◆ **THE EXERCISE**
Using the entries below, return word for word the lines from the one containing "Pointing guideline: for each instance of the mowed" up to and including the last.

[Object pointing dataset rows]
..............................

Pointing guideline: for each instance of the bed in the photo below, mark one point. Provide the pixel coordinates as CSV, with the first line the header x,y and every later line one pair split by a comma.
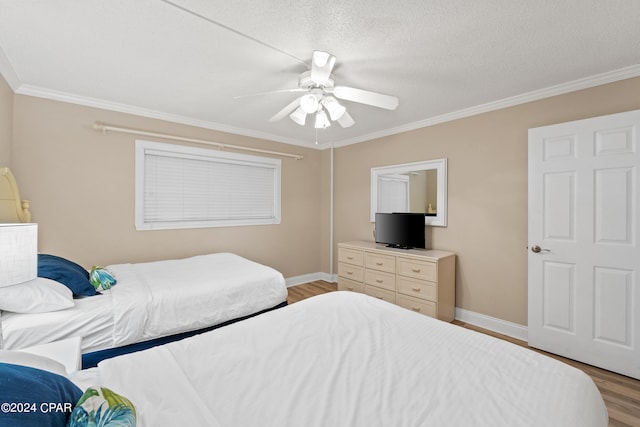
x,y
347,359
150,303
153,303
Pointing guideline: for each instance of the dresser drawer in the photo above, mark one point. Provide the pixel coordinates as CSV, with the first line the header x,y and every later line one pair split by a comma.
x,y
351,256
418,288
350,285
380,279
349,271
418,305
379,293
424,270
380,262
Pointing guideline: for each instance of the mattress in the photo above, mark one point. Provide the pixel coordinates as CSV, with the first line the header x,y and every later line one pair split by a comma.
x,y
153,300
347,359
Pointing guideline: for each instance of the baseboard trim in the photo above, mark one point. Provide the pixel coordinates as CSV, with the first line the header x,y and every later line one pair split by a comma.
x,y
311,277
504,327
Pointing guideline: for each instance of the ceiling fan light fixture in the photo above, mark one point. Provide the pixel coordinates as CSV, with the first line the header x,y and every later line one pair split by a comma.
x,y
322,121
309,103
333,107
299,116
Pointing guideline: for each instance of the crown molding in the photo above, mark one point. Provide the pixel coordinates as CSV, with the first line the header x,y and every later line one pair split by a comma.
x,y
561,89
54,95
609,77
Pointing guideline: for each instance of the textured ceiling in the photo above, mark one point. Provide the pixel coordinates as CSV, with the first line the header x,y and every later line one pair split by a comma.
x,y
190,61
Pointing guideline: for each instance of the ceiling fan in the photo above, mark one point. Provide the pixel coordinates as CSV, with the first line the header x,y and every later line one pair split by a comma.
x,y
320,99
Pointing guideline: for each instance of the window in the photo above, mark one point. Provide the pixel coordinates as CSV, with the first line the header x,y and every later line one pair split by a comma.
x,y
187,187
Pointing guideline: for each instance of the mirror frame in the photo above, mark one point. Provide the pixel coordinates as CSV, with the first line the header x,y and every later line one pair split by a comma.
x,y
440,165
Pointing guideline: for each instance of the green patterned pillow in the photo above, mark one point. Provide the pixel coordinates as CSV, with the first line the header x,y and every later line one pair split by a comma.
x,y
101,279
100,406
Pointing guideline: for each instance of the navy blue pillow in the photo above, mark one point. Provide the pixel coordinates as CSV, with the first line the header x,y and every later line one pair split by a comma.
x,y
66,272
33,397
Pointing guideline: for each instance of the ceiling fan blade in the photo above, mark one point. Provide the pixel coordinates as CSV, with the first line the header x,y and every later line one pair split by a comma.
x,y
286,110
375,99
346,120
322,64
298,89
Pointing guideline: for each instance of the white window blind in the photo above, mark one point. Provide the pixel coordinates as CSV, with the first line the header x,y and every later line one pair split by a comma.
x,y
187,187
393,193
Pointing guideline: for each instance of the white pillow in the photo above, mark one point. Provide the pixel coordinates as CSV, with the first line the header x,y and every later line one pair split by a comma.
x,y
39,295
33,361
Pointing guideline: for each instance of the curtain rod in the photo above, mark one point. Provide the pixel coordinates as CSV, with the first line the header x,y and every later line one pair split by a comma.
x,y
104,128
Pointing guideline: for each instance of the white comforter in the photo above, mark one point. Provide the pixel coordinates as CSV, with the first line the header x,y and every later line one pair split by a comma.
x,y
166,297
346,359
155,299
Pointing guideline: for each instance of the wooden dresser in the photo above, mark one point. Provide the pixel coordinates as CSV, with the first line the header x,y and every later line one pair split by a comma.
x,y
417,279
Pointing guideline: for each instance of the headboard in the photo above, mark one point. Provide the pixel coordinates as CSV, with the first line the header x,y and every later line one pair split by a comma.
x,y
12,208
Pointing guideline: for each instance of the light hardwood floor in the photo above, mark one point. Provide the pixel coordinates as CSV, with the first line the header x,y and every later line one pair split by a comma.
x,y
621,394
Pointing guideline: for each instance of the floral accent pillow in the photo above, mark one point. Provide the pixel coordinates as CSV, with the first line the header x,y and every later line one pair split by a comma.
x,y
100,406
101,279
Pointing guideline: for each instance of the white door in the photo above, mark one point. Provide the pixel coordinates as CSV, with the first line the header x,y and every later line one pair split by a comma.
x,y
584,261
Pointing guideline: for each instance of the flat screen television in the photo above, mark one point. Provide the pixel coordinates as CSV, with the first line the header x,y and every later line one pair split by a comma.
x,y
400,230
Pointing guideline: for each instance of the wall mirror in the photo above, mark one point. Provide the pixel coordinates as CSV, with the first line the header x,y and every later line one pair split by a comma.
x,y
411,187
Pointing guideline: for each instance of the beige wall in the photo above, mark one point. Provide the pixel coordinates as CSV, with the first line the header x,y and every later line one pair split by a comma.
x,y
6,122
81,186
487,179
80,183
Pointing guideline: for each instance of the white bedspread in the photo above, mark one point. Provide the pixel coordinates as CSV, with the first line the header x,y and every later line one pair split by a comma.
x,y
155,299
346,359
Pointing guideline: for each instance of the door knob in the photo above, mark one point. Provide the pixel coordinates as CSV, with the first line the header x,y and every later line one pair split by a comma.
x,y
537,249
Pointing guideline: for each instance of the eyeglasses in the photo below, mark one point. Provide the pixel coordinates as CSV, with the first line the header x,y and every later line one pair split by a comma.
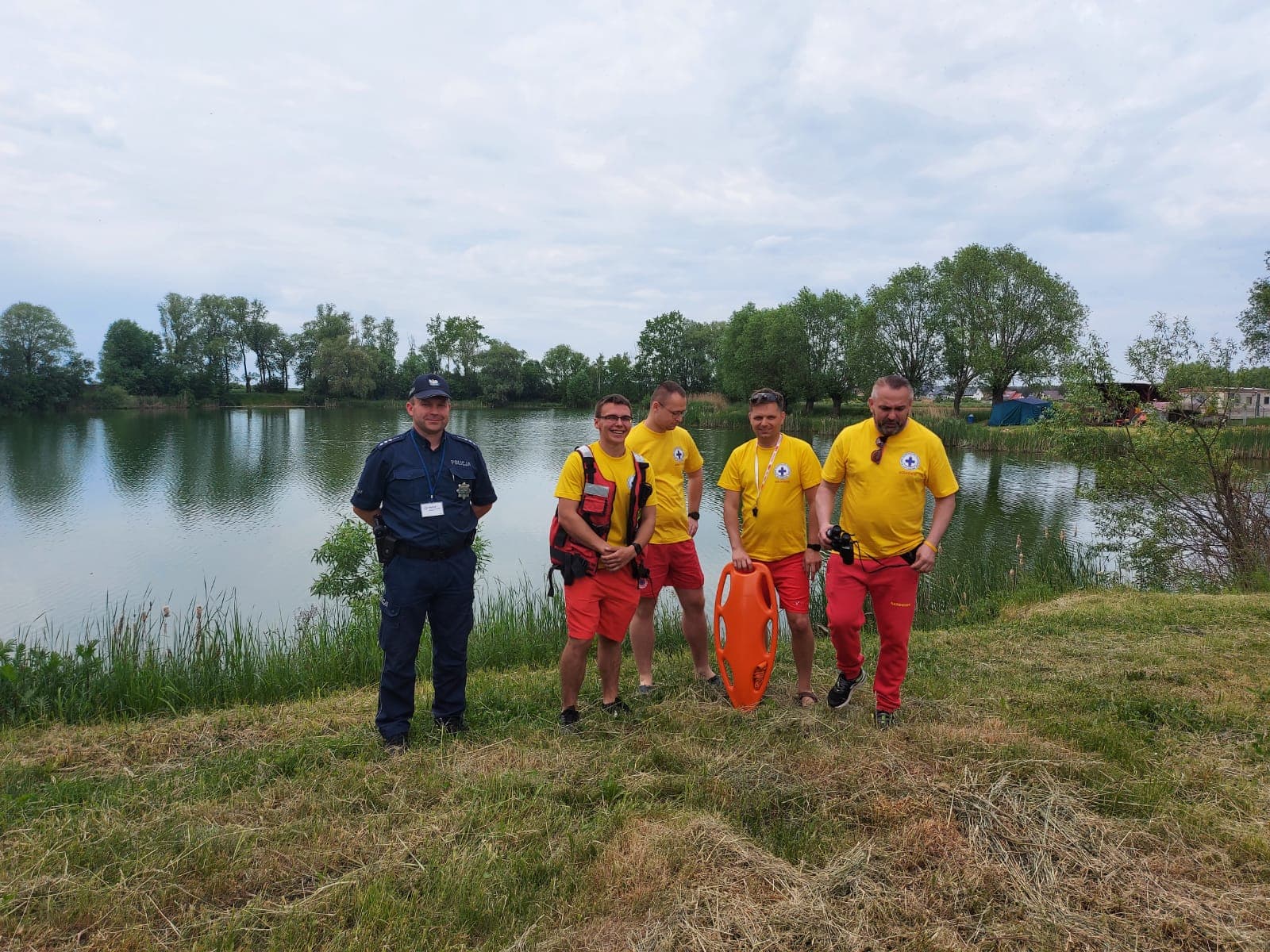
x,y
766,397
876,455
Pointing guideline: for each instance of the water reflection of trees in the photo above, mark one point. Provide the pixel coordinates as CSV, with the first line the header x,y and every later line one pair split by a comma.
x,y
137,448
336,444
44,461
229,463
1015,520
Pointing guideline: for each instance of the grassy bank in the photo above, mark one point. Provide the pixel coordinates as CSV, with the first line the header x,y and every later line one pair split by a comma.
x,y
144,659
1087,774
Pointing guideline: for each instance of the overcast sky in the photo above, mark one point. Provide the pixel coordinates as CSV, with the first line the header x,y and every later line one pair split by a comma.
x,y
567,171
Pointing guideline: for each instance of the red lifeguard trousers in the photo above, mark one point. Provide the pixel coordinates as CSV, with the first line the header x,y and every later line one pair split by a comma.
x,y
892,585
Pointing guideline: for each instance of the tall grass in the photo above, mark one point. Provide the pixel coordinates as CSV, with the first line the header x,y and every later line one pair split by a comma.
x,y
141,659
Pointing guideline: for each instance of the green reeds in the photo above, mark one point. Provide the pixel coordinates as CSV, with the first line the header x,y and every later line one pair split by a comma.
x,y
148,659
141,660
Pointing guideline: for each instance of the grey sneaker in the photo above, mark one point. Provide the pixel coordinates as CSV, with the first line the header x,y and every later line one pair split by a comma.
x,y
886,720
842,689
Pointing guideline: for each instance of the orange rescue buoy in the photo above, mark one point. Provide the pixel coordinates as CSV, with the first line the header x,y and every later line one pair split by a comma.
x,y
747,620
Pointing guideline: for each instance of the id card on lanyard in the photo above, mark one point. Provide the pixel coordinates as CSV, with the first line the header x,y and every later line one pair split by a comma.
x,y
432,508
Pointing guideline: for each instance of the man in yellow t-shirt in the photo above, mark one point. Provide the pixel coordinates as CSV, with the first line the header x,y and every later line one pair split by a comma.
x,y
597,517
672,556
887,465
768,490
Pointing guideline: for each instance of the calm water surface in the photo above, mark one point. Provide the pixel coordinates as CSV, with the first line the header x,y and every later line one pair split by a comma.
x,y
171,505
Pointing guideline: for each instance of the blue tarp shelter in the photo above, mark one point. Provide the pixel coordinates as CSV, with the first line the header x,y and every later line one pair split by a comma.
x,y
1018,413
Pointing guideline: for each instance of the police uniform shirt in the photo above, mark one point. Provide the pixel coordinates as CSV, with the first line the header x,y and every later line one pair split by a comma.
x,y
406,479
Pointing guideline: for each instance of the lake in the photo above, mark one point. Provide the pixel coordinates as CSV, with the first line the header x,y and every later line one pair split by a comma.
x,y
179,507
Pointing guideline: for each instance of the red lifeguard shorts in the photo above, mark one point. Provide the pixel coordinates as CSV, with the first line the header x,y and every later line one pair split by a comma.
x,y
672,564
793,587
601,605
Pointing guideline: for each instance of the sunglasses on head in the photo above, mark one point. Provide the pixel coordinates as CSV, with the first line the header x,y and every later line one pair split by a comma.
x,y
766,397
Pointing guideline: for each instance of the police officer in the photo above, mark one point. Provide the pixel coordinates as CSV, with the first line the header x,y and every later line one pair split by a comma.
x,y
423,492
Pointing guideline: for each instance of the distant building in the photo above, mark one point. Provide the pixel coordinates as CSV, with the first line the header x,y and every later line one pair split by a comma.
x,y
1236,403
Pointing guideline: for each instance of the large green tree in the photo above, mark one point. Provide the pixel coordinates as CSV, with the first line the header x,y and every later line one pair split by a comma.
x,y
332,362
499,370
1006,315
1255,321
762,347
559,366
908,325
38,362
671,347
133,359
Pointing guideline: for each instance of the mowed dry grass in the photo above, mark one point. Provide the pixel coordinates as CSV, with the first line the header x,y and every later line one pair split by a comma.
x,y
1089,774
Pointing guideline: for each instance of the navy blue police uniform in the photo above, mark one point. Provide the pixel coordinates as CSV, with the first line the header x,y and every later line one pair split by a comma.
x,y
425,499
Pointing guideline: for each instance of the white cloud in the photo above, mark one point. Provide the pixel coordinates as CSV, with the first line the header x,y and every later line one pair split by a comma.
x,y
567,171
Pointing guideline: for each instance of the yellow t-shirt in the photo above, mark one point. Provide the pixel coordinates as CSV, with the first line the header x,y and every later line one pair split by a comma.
x,y
620,470
780,528
883,503
670,455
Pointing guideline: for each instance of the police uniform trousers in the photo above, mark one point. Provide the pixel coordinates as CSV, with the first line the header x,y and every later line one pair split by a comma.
x,y
440,593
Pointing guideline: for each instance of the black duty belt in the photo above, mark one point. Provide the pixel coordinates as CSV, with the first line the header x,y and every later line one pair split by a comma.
x,y
432,554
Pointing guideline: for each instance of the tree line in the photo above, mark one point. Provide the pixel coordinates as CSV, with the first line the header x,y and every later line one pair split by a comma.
x,y
988,317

..............................

◆ **RESULT OF THE TASK**
Pointing guideline: for each instance of the mowed dry grass in the photo above, mark one point. Provide the pixel coordinates as CSV, with the first line the header x,y and every later line one pair split by a comma.
x,y
1089,774
Pointing guideline: for each instance of the navy blue police uniform in the photo above, mark one point. Provide the pixel coordinates as CSV, with the first line the header x,y and every later line one pair split by a comma.
x,y
425,499
Pointing guideline: for each instance of the white cloud in the photo above, mark one point. Provide the pixel coordinates as CSV, with the first line the header x,y and every later line one pair split by a comma.
x,y
567,171
Pointing guideline: for each instance of the yellow t-shirt in the photo above, mark one point. Provide the pixel coordinates as CSV, with the first line the header x,y and every later line one pair split by a comma.
x,y
620,470
780,528
883,503
670,455
Pointing guideline: for each instance of the police uniform trousers in the photo above, mark one point. Provide the pixel coordinates as CSV, with the first line the header x,y and every later line one pair split by a comma.
x,y
440,593
Pointing guideline: for each instance of the black duty belt in the photo above, mark one point. Provide the pixel coordinates as CSV, with the first line the header x,y and every later line one pair split by a comma.
x,y
432,554
Pointing guideline: for each instance of the tree line in the photo above, mark one point. Provide the pixel coordinates as CSV, with the first line the header x,y and every later line one pair split by a comma.
x,y
988,317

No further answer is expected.